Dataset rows
=======

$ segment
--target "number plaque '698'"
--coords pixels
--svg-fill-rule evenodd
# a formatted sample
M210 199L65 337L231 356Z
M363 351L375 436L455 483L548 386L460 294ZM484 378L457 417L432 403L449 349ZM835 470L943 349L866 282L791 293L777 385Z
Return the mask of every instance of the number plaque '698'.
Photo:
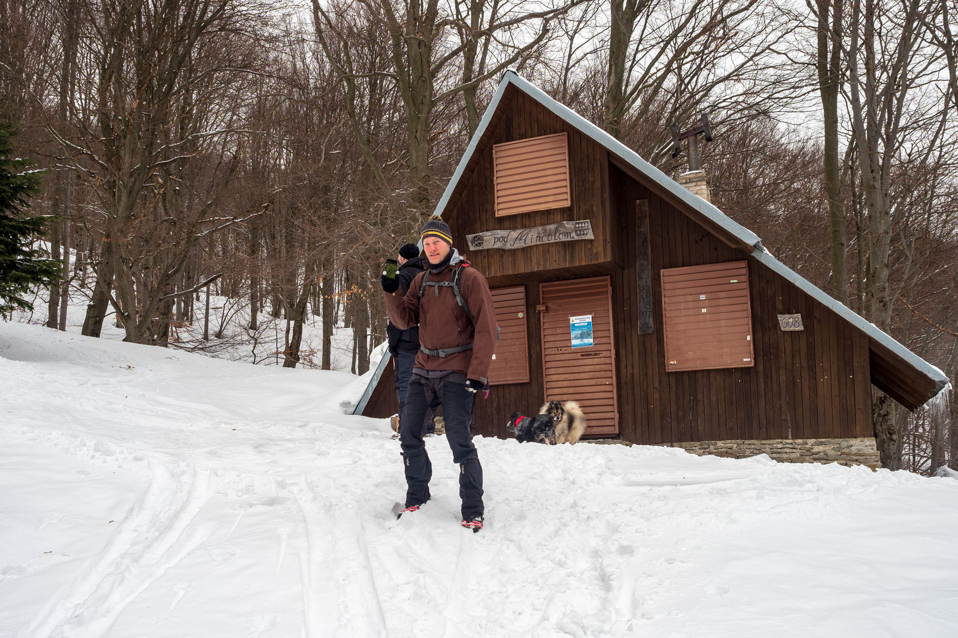
M786 332L805 330L801 315L779 315L779 327Z

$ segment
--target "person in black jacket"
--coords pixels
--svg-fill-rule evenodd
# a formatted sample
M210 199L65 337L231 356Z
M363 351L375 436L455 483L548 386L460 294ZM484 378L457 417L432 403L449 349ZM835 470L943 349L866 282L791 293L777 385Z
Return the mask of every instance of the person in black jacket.
M420 256L419 246L416 244L403 244L399 249L398 257L399 268L396 272L396 276L399 280L399 288L405 295L409 290L409 284L416 278L416 275L426 268L425 255ZM389 352L393 355L393 376L395 377L394 386L396 387L396 398L399 401L399 414L402 414L402 406L406 402L406 390L409 387L409 381L413 377L413 364L416 363L416 353L420 349L419 326L400 330L390 321L386 324L386 335L389 337ZM439 401L430 406L425 416L425 432L427 435L436 433L436 410L439 408Z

=======

> **What to do**:
Copy every one of the rows above line for line, with no changes. Leave the pictures out of your copy.

> **Task output**:
$ segment
--target "number plaque '698'"
--coords pixels
--svg-fill-rule evenodd
# a formatted sample
M210 199L65 337L231 356Z
M363 351L375 436L455 483L548 386L460 294ZM484 378L457 417L432 403L449 349ZM835 470L943 349L866 282L791 293L777 385Z
Return the mask of every instance of the number plaque '698'.
Photo:
M786 332L805 330L801 315L779 315L779 327Z

$ segment
--target "person in black jacket"
--coords pixels
--svg-fill-rule evenodd
# a formatted sample
M210 199L65 337L231 356Z
M363 351L375 436L455 483L548 386L460 294ZM484 378L457 417L432 403L449 349ZM835 470L943 349L866 282L791 293L777 385Z
Return the mask of every instance of the person in black jacket.
M420 256L419 246L416 244L403 244L399 249L398 257L399 268L396 272L396 276L399 280L399 288L405 295L409 290L409 284L416 278L416 275L426 268L425 255ZM389 352L393 355L393 376L395 377L394 386L396 387L396 398L399 401L399 414L402 414L402 406L406 402L406 390L409 387L409 381L413 377L413 364L416 363L416 353L420 349L419 326L400 330L390 321L386 324L386 335L389 337ZM439 401L430 406L425 416L425 432L427 435L436 433L436 410L439 408Z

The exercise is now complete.